• DATASET RECORDS:
— Start —
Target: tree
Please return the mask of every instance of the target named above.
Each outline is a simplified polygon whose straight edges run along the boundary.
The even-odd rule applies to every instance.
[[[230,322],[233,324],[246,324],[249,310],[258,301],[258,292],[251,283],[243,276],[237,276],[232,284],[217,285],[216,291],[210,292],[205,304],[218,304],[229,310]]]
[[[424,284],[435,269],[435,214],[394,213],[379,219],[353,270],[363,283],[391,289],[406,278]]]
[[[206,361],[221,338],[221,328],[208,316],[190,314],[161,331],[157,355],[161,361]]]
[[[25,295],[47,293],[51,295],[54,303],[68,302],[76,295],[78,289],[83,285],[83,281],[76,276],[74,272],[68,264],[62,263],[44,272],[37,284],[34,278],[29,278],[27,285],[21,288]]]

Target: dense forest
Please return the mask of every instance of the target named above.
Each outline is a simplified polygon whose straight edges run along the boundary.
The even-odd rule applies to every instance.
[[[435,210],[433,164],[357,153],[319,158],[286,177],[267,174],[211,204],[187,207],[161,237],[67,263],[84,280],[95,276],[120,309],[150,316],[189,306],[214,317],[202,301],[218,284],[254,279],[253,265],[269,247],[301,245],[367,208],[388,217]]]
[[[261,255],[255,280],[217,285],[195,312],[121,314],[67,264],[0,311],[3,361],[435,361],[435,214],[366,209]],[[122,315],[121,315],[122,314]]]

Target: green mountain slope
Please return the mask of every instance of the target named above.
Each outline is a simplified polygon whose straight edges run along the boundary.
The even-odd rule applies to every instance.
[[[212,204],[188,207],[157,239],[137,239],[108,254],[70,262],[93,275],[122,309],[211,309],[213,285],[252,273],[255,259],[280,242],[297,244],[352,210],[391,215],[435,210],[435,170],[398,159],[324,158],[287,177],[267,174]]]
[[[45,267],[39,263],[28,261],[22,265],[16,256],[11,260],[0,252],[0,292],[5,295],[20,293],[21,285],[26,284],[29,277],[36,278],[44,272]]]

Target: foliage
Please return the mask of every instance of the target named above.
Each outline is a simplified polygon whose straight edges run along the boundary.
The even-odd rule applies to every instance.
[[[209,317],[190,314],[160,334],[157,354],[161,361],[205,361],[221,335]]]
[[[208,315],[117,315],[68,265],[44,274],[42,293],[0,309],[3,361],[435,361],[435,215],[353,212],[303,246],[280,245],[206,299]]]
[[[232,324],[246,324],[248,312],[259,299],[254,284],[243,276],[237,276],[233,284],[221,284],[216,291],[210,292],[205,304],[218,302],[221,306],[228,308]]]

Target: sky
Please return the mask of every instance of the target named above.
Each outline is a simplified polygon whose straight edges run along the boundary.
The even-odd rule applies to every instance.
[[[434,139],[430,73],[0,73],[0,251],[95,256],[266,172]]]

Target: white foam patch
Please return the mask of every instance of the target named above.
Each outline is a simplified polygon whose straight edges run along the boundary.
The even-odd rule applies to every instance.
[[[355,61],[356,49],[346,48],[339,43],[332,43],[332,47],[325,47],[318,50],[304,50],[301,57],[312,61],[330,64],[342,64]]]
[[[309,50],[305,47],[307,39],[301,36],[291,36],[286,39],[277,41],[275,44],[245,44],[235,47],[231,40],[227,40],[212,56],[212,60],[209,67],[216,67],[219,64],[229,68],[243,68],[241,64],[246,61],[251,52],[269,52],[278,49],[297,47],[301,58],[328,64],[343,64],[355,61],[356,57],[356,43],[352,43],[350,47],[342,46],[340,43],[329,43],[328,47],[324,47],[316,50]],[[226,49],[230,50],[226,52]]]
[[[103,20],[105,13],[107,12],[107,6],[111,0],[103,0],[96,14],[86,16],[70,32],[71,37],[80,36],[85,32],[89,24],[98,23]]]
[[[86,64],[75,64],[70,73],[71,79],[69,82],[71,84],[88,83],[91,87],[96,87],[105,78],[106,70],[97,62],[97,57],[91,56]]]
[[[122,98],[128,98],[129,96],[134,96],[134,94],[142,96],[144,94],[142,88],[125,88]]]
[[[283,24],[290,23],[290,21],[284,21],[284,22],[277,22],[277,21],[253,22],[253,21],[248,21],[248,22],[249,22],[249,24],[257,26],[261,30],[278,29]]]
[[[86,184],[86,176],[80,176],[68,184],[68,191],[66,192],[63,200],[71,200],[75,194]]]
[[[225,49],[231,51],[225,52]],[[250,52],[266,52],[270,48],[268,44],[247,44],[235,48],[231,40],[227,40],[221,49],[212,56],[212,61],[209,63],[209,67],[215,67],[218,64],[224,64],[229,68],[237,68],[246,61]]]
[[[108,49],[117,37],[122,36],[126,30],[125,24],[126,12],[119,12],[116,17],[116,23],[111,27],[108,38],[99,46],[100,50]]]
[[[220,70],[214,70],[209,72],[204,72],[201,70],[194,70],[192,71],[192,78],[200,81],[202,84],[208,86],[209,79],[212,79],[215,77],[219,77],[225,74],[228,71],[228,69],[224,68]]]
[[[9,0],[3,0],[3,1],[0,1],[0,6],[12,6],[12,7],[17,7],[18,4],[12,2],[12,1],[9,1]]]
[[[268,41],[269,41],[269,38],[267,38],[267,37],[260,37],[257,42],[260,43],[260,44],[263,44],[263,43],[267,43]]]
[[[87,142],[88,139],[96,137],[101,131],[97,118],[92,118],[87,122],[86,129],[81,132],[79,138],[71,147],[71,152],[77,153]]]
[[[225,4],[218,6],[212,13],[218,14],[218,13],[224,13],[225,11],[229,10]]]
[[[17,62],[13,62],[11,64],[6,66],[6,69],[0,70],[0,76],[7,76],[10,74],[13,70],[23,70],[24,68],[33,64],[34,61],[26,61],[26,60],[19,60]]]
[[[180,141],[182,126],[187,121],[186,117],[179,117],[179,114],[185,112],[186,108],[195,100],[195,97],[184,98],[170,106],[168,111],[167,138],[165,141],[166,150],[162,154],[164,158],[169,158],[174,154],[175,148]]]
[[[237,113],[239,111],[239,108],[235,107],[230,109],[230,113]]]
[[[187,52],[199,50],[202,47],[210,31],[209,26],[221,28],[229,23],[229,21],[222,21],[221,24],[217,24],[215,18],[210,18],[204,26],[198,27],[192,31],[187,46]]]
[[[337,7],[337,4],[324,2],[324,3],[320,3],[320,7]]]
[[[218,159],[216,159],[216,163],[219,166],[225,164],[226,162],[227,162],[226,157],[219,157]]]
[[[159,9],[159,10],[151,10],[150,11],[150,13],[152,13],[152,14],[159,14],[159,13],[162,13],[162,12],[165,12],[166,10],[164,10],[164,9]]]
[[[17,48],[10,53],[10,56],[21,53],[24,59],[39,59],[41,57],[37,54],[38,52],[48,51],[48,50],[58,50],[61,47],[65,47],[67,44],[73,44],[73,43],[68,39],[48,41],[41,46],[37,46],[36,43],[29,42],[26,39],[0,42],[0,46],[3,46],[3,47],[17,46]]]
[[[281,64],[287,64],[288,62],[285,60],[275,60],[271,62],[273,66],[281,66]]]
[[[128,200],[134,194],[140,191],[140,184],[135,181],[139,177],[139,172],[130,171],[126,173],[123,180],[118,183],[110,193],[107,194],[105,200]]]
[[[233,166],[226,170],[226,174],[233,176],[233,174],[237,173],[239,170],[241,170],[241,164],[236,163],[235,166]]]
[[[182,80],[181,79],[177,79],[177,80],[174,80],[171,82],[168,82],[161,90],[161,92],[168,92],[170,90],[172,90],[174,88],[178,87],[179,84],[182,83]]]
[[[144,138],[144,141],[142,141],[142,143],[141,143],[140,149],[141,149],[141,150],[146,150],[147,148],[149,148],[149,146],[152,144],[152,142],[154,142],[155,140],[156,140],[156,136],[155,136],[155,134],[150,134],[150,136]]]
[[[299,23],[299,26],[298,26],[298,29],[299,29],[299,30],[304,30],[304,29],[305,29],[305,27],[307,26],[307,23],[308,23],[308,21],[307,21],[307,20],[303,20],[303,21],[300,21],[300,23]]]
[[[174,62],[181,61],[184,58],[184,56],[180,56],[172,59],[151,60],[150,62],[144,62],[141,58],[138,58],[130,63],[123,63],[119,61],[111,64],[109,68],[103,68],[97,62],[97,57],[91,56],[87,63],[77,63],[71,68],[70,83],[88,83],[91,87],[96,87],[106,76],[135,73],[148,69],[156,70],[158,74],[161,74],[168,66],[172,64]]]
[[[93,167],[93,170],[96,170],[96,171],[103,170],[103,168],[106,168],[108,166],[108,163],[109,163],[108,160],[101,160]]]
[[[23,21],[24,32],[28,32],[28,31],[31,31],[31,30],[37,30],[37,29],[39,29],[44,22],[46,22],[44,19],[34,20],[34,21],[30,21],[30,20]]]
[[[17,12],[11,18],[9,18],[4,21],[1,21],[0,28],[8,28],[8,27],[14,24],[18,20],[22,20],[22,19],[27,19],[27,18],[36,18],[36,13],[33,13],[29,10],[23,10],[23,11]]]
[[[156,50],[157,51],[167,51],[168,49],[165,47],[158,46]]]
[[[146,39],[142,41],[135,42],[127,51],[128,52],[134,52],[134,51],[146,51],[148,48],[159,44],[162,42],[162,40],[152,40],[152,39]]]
— End —
• INSTRUCTIONS FOR THE TASK: Reproduce the lines from the line with "Target: foliage" to the line with "[[[434,139],[430,73],[0,73],[0,251],[95,256],[266,172]]]", substituting "contour" for every occurrence of "outline" and leaving everything else unchanged.

• RIGHT ANSWER:
Target: foliage
Please return the mask of every instance of the target named above.
Each contour is a simplified polygon whose straight edges run along the boundary.
The even-odd rule applies to every instance.
[[[209,317],[190,314],[160,334],[157,354],[161,361],[205,361],[221,335]]]
[[[208,315],[117,315],[68,265],[44,274],[42,293],[0,309],[3,361],[435,361],[435,215],[353,212],[303,246],[280,245],[206,299]]]
[[[232,324],[246,324],[248,312],[259,299],[254,284],[243,276],[237,276],[233,284],[221,284],[216,291],[210,292],[205,304],[218,302],[221,306],[228,308]]]

Target: sky
Please return the mask of every instance of the target named above.
Each contour is a simplified polygon whose straight edges run along the boundary.
The even-odd rule applies to every instance.
[[[434,139],[430,73],[0,73],[0,251],[95,256],[266,172]]]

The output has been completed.